# Written instruction
Show every line of the records below that contains the word "twig", copying each such line in full.

# Supplied material
────────────────

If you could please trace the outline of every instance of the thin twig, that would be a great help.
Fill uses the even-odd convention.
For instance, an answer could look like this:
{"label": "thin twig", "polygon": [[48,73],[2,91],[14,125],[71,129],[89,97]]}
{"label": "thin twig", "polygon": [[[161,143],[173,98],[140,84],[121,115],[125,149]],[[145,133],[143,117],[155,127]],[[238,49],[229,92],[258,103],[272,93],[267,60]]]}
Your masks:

────────────────

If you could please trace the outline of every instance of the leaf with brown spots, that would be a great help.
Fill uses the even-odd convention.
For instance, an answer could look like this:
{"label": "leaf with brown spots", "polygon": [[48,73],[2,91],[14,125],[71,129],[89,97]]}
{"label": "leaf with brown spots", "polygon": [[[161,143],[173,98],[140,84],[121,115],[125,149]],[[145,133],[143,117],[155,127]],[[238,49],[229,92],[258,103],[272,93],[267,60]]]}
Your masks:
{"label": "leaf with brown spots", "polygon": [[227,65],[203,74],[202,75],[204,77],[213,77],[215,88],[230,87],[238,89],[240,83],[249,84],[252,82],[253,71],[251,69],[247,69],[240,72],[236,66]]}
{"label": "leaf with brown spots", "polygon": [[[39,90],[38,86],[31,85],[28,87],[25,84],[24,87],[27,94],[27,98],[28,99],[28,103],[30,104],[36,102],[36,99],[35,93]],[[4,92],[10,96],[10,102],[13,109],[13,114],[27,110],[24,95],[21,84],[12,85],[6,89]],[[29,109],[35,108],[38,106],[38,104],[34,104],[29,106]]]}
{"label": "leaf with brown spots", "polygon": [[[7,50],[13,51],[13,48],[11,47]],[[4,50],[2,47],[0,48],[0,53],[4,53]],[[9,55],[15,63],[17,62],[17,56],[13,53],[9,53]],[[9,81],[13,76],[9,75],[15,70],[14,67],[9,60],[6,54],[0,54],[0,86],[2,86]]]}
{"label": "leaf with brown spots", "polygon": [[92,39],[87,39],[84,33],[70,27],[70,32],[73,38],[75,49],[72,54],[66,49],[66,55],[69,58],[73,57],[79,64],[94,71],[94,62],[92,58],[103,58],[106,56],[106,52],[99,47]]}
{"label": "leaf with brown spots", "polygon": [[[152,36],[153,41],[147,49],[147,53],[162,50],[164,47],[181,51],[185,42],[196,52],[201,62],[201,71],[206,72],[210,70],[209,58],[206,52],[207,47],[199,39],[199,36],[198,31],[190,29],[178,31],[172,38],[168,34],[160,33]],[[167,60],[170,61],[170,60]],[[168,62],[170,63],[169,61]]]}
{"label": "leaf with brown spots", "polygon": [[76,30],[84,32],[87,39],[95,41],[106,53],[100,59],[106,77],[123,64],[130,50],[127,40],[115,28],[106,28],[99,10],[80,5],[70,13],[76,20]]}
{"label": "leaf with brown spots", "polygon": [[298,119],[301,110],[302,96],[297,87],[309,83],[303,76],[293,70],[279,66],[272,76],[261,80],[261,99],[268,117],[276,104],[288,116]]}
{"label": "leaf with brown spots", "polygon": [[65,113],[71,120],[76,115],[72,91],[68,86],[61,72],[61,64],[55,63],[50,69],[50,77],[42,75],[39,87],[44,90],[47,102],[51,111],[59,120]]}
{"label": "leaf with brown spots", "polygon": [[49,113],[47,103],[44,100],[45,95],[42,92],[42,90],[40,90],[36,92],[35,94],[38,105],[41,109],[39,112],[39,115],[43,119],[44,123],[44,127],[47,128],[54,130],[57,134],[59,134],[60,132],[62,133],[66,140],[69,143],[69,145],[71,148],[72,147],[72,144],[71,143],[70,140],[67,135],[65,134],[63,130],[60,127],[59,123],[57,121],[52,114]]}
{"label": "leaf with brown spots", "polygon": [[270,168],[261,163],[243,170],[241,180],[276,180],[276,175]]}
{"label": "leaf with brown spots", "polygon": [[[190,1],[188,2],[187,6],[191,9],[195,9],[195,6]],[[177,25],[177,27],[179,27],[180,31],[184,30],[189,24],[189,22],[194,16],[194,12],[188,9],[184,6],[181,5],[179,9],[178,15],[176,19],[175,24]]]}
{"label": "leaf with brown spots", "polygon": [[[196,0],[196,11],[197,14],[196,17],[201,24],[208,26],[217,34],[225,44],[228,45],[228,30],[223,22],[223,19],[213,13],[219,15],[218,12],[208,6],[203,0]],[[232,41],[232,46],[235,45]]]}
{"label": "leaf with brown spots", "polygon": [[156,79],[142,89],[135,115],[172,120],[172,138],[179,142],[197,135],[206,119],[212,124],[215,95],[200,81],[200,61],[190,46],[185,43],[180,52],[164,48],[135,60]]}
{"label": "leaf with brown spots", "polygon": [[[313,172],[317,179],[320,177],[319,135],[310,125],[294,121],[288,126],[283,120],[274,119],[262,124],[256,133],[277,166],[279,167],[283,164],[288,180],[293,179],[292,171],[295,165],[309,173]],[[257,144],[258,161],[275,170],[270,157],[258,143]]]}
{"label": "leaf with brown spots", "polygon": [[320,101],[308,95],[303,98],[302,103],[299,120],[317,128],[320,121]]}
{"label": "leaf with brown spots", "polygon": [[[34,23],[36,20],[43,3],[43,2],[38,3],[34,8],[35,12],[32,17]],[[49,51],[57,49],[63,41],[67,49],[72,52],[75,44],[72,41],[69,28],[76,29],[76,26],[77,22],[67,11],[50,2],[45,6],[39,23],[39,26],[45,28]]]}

────────────────

# Answer to the task
If you could please trace the outline of every instance of the thin twig, that would be a great help.
{"label": "thin twig", "polygon": [[48,73],[2,91],[14,125],[71,129],[89,97]]}
{"label": "thin twig", "polygon": [[[161,143],[173,98],[140,84],[121,115],[125,149]],[[145,133],[143,117],[155,127]],[[238,49],[229,92],[258,103],[272,93],[267,60]]]}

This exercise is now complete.